(TRY IT): Only lines containing the string "bbox" belong in the answer; find them in the records and copy them.

(Image-backed grounding data):
/---

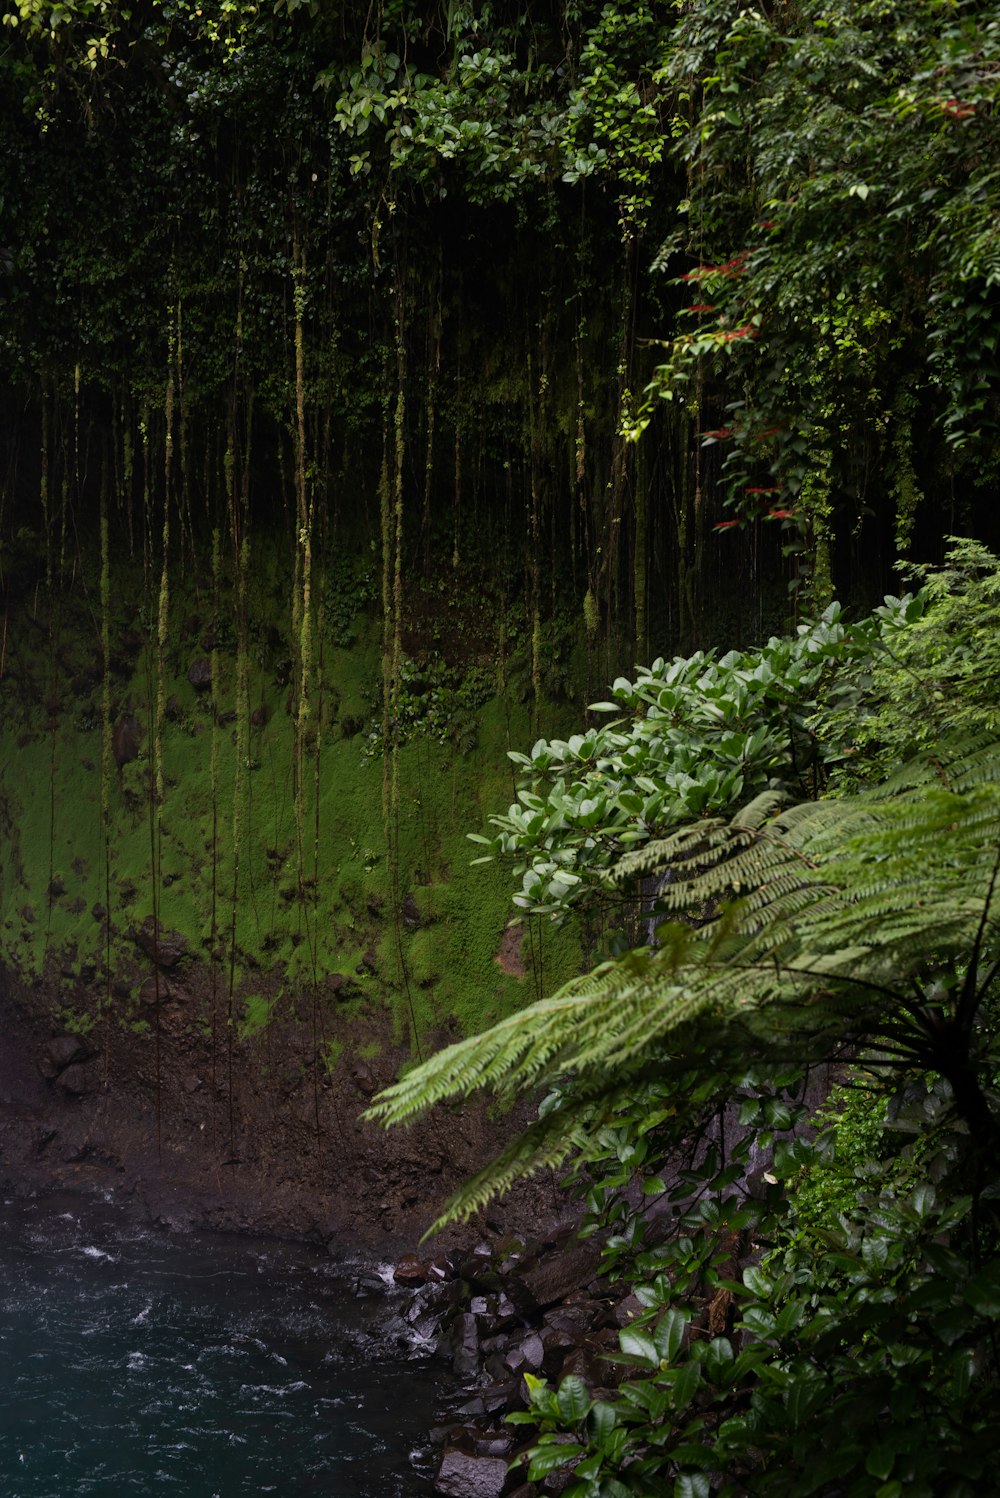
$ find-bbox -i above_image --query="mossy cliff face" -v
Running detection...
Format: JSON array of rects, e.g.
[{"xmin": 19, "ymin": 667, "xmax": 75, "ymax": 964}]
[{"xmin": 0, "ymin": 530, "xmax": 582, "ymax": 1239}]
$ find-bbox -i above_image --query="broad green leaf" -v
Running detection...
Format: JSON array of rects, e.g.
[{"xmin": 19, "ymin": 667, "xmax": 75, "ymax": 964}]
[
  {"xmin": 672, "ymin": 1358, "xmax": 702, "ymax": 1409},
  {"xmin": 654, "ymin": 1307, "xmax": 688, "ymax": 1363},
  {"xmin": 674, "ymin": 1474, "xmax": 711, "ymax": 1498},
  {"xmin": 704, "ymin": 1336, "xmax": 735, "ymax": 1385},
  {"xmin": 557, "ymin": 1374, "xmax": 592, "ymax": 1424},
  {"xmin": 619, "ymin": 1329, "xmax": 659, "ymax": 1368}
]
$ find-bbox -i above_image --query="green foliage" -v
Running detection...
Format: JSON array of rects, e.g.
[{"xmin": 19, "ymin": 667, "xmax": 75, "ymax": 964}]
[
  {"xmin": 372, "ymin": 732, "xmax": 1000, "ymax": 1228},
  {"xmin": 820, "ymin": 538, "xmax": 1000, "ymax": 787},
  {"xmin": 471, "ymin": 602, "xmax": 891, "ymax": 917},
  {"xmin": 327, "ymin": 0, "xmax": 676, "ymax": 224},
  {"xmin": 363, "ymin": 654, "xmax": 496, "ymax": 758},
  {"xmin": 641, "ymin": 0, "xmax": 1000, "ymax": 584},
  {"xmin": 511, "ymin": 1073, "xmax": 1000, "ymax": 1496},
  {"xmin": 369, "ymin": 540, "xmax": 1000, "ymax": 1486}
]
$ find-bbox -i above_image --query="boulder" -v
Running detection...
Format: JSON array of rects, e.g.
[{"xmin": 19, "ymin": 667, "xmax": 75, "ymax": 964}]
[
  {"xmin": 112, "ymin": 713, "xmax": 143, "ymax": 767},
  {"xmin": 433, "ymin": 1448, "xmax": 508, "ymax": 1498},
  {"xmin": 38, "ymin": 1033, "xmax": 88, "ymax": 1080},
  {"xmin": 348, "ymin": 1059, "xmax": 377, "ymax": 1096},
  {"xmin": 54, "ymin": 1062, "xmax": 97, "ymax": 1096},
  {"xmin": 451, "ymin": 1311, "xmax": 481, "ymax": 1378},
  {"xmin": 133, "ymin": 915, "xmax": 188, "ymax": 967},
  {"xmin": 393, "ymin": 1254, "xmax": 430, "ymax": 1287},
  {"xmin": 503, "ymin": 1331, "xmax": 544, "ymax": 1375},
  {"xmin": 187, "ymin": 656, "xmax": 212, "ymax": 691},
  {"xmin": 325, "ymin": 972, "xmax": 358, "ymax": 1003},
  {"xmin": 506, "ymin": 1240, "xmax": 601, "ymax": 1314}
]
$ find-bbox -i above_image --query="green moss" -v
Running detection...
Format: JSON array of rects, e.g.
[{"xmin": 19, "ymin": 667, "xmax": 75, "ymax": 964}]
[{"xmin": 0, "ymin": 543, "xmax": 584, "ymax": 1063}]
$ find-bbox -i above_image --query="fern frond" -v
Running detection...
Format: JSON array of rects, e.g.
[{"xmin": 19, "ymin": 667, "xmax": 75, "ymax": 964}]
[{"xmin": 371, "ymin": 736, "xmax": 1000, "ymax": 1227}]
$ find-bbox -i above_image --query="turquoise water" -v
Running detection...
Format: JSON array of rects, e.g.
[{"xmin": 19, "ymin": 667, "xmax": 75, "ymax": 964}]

\---

(EXPECTED ANSWER):
$ find-bbox -i above_image --query="mossy cliff face" -v
$ find-bbox -i above_image --query="broad green leaf" -v
$ find-bbox -i above_image --query="green foliage" -v
$ find-bbox -i above_image --query="boulder" -v
$ find-bbox -i above_image --query="green moss" -v
$ find-bbox -i above_image --query="fern frond" -v
$ find-bbox -i above_image --query="turquoise water" -v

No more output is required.